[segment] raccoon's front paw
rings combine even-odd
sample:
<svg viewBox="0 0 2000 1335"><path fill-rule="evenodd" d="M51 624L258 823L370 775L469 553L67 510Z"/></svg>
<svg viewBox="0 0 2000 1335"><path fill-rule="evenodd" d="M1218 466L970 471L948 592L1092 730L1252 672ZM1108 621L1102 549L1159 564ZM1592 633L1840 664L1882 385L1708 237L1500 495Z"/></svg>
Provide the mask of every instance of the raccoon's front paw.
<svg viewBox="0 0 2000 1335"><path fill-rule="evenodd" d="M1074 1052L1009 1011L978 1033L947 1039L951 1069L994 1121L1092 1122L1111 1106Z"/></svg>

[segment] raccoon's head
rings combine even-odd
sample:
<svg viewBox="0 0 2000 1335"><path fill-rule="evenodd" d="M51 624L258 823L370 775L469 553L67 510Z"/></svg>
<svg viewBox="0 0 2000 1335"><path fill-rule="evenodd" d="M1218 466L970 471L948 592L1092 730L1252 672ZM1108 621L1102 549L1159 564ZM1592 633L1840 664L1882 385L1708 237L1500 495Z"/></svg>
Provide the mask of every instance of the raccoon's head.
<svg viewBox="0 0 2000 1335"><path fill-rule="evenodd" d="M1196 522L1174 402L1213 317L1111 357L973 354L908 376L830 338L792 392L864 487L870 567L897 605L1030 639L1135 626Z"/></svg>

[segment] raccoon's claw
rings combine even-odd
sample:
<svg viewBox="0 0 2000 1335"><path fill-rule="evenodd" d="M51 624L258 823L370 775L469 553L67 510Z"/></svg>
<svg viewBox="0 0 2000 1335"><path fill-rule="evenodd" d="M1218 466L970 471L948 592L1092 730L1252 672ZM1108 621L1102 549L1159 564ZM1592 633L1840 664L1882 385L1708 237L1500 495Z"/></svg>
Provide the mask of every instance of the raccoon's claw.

----------

- _Requirement_
From the data above, extract every line in its exact form.

- _Exercise result_
[segment] raccoon's front paw
rings combine even-odd
sample:
<svg viewBox="0 0 2000 1335"><path fill-rule="evenodd" d="M51 624L258 823L370 775L469 553L67 510Z"/></svg>
<svg viewBox="0 0 2000 1335"><path fill-rule="evenodd" d="M1218 466L970 471L948 592L1092 730L1252 672ZM1108 621L1102 549L1159 564ZM1592 633L1840 664L1882 385L1708 237L1500 495Z"/></svg>
Provide the mask of every instance of the raccoon's front paw.
<svg viewBox="0 0 2000 1335"><path fill-rule="evenodd" d="M1074 1052L1009 1011L978 1033L947 1039L951 1069L994 1121L1092 1122L1111 1106Z"/></svg>

[segment] raccoon's head
rings combine even-odd
sample:
<svg viewBox="0 0 2000 1335"><path fill-rule="evenodd" d="M51 624L258 823L370 775L469 553L67 510Z"/></svg>
<svg viewBox="0 0 2000 1335"><path fill-rule="evenodd" d="M1218 466L970 471L948 592L1092 730L1252 672ZM1108 621L1102 549L1159 564ZM1592 633L1840 664L1882 385L1708 237L1500 495Z"/></svg>
Provide the mask of every instance of the raccoon's head.
<svg viewBox="0 0 2000 1335"><path fill-rule="evenodd" d="M1196 522L1174 402L1213 317L1111 357L973 354L908 376L830 338L792 392L864 487L870 567L897 605L1030 639L1135 626Z"/></svg>

[segment] raccoon's claw
rings combine even-odd
sample:
<svg viewBox="0 0 2000 1335"><path fill-rule="evenodd" d="M51 624L258 823L370 775L469 553L67 510Z"/></svg>
<svg viewBox="0 0 2000 1335"><path fill-rule="evenodd" d="M1218 466L970 471L948 592L1092 730L1252 672ZM1108 621L1102 549L1159 564ZM1592 633L1840 664L1882 385L1708 237L1500 495Z"/></svg>
Provide the mask of every instance of the raccoon's claw.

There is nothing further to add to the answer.